En 2012, en la Avenida Ayacucho, se encontraron los vestigios del que fue el primer acueducto de la ciudad, la Alcaldía entonces le comisionó a EPM la construcción del “Pabellón del Agua”, pero hasta el momento no ha pasado nada y la obra está en total abandono.

Por Luis Fernando González Escobar | Publicado

Cuando un ingeniero extranjero, responsable de algunas de las obras del entonces llamado Corredor Verde y Tranvía Eléctrico de la Avenida Ayacucho, iniciadas en 2012, se enojó por las denuncias que se hicieron en febrero de 2013 por el encuentro de evidencias arqueológicas mientras avanzaban las demoliciones de algunas casas, expresó de manera colérica que lo hallado no tenía ningún valor en tanto eran ruinas recientes, mientras que en su país de origen se daban el lujo de “tirar” ruinas romanas, árabes y, en fin, de quinientos, mil y más años. Según él, no se podía parar una obra tan fundamental por algo tan insignificante, tan de poco valor histórico. Y mientras crecía en la prensa, la radio y las redes el debate de qué era o a qué correspondía lo no excavado aun, sectores administrativos, políticos y administrativos seguían el mismo argumento ingenieril para pedir no entorpecer un proyecto tan estratégico para la movilidad urbana por algo tan intrascendente como unos escombros que, curiosamente, ya se estaban vendiendo por volquetadas para un proyecto de casas campestres “neocolonización antioqueña”.

__INFORMACIÓN PROPORCIONADA__:

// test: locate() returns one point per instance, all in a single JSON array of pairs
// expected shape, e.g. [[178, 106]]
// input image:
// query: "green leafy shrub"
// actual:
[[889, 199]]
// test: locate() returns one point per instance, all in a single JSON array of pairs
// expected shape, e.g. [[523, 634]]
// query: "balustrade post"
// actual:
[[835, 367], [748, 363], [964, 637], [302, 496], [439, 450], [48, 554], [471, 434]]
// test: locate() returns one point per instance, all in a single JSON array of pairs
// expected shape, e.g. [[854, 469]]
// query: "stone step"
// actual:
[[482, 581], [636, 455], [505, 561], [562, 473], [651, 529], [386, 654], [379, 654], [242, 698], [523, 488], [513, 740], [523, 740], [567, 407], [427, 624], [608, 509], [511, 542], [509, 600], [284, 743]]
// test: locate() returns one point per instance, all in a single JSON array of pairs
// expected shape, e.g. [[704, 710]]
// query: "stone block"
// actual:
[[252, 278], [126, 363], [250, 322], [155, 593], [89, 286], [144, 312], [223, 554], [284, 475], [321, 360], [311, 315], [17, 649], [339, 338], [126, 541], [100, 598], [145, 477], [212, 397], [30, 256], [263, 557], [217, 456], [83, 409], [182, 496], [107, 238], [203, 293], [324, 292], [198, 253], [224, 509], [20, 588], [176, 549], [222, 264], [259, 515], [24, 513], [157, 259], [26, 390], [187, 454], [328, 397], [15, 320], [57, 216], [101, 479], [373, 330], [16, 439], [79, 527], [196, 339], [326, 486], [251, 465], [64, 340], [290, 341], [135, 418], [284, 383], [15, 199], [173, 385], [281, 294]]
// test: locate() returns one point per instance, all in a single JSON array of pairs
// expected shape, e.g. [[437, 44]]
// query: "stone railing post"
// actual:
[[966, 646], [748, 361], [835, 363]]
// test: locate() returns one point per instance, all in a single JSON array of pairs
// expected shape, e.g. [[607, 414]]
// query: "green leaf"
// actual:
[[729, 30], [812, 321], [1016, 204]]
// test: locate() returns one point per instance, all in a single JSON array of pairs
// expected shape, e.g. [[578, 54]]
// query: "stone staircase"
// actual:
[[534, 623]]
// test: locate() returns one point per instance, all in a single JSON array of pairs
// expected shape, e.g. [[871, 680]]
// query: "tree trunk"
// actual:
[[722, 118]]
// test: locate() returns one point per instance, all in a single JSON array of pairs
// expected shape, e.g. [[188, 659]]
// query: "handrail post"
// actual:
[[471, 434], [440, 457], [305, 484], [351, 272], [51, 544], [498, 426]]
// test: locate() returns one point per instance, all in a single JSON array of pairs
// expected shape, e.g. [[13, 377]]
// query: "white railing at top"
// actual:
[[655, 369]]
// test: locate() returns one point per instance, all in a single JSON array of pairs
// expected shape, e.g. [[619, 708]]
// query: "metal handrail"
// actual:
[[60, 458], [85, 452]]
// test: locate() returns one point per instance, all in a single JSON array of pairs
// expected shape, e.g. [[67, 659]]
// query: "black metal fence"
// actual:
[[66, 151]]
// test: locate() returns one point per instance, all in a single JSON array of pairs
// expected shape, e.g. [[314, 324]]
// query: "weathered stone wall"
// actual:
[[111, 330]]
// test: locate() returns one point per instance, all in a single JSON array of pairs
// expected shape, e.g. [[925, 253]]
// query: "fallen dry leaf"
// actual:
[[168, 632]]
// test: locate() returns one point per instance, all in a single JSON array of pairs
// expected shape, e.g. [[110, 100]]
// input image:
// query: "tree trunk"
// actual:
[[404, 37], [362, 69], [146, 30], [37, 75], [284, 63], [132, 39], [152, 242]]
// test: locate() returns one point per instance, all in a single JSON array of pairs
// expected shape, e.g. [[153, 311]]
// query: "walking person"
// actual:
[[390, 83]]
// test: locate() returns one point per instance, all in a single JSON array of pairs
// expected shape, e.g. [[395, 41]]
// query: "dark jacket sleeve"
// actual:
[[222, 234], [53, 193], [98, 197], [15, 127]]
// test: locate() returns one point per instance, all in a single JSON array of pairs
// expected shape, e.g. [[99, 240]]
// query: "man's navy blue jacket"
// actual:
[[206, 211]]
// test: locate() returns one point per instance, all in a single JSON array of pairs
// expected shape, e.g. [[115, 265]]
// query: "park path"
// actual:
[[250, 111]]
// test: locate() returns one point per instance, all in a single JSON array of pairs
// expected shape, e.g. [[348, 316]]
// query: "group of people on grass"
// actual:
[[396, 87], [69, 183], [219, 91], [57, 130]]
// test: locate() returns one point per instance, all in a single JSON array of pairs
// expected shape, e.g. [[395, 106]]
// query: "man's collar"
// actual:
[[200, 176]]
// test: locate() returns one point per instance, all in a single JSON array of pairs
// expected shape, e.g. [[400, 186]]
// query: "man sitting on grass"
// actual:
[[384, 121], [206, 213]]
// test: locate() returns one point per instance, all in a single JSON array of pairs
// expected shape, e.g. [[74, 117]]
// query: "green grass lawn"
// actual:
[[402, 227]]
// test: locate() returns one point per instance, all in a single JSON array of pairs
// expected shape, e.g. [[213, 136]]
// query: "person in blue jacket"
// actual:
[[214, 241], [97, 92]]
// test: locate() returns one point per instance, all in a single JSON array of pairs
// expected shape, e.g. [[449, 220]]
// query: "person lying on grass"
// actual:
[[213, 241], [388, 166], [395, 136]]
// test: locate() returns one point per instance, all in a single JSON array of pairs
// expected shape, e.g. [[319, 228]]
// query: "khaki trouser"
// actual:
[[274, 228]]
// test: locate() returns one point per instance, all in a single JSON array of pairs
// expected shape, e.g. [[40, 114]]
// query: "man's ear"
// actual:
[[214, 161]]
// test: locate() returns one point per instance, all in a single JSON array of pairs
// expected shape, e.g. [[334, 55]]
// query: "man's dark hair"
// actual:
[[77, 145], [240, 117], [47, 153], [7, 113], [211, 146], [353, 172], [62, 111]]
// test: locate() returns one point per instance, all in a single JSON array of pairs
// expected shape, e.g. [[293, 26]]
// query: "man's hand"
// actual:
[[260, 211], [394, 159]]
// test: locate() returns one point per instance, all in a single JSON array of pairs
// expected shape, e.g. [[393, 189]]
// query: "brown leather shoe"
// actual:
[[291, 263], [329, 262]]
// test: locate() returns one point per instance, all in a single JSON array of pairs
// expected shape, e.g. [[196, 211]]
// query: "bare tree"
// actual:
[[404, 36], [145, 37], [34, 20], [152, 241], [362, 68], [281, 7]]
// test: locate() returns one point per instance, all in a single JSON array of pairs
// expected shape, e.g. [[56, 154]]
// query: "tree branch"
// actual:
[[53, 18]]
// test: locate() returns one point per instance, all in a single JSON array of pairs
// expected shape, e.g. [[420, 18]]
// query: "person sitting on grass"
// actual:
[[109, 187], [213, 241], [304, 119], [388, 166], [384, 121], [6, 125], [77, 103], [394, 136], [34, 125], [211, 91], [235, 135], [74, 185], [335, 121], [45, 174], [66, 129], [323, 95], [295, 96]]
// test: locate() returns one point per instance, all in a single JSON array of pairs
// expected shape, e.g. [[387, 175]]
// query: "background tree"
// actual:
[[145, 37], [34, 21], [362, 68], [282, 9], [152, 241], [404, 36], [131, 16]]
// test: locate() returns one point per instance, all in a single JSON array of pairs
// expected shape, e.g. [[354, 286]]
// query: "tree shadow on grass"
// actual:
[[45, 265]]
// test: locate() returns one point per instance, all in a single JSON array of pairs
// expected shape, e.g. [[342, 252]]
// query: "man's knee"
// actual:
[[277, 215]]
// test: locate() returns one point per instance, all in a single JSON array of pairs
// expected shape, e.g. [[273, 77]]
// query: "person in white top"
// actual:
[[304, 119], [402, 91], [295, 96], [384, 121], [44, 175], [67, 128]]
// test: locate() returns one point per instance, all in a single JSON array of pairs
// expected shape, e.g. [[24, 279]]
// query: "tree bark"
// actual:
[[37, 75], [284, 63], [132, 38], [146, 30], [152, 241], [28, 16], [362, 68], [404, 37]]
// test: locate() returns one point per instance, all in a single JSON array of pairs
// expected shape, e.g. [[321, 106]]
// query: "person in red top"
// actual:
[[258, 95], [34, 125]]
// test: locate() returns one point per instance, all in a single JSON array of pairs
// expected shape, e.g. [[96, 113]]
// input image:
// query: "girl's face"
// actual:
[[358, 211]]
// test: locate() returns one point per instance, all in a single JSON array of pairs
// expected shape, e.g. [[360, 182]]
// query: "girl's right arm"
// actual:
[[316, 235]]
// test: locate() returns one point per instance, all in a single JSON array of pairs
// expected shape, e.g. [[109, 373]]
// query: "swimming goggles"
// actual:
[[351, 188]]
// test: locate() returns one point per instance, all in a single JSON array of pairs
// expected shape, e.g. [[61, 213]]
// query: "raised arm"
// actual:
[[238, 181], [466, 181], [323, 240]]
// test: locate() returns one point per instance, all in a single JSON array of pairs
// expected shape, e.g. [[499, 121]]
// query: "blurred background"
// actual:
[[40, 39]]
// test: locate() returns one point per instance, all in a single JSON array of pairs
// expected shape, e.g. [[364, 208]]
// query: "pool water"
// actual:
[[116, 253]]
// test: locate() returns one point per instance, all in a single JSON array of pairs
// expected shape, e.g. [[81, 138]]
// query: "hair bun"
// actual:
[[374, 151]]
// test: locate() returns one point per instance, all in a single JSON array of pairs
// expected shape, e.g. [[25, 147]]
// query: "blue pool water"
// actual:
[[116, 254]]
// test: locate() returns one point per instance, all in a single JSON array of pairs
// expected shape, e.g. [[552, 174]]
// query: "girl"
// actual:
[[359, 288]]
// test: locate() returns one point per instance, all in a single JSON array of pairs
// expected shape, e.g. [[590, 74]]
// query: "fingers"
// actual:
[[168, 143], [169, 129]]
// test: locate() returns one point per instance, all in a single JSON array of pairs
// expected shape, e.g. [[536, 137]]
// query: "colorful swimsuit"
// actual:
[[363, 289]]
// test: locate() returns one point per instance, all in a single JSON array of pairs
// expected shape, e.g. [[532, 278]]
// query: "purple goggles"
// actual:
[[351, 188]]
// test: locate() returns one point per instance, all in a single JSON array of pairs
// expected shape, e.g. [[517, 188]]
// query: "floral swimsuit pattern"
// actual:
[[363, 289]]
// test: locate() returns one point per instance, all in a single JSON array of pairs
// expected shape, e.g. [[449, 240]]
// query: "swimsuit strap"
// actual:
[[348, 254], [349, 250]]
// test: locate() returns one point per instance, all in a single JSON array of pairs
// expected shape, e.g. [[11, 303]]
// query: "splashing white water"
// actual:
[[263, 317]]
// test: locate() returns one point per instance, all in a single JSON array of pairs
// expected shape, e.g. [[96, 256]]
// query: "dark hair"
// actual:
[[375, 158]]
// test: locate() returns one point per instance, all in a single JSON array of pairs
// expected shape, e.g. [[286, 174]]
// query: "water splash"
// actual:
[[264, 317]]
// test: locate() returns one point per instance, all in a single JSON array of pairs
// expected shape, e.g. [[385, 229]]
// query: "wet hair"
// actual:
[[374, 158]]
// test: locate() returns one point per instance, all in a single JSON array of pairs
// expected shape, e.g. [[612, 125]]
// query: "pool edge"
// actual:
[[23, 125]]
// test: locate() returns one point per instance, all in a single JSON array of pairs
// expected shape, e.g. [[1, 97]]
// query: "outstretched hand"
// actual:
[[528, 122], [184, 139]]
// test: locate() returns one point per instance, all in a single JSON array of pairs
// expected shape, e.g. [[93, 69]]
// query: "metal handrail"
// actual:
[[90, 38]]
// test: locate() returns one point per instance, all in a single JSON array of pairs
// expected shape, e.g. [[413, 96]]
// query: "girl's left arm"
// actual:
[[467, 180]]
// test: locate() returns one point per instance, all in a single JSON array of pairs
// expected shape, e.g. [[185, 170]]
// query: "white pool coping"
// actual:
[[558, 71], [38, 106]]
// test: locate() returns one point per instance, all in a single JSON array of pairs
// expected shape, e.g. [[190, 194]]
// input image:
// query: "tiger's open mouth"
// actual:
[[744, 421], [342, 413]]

__REQUISITOS__:
A – Devuelve sin ningún cambio el fragmento del texto sobre el acueducto de la Avenida Ayacucho que se abre con las palabras que contienen "En 2012, en" y se cierra con "en total abandono.".
B – Prosigue el texto sobre el acueducto de la Avenida Ayacucho a partir de su última oración.

__RESPUESTAS POR TAREA__:
A –
En 2012, en la Avenida Ayacucho, se encontraron los vestigios del que fue el primer acueducto de la ciudad, la Alcaldía entonces le comisionó a EPM la construcción del “Pabellón del Agua”, pero hasta el momento no ha pasado nada y la obra está en total abandono.

B –
Aun a regañadientes, el Metro tuvo que parar las demoliciones y establecer un Programa de Arqueología Preventiva, algo que no se estaba haciendo pese a contrariar las normas. El programa arqueológico realizado por cuatro años, entre el 2013 y 2017, para el seguimiento, monitoreo y valoración, arrojó como resultado el reconocimiento de ese patrimonio arqueológico que no solo incluía un “desarenadero”, ubicado en la esquina de calle Ayacucho con la carrera Villa, sino buena parte del sistema de distribución de las aguas de la ciudad que se había ido conformando desde mediados del siglo XIX, pero que tendría una configuración más o menos estructurada en el último decenio del mismo, a partir de los sitios de captación en quebradas desde la Santa Elena hasta Piedras Blancas, pasando por los puentes para su traslado, las bocatomas, las acequias, cajas de distribución, desarrollados entre los sistemas secundarios y el sistema principal que tendría su nodo principal en ese “desarenadero” que se salvó de la demolición total.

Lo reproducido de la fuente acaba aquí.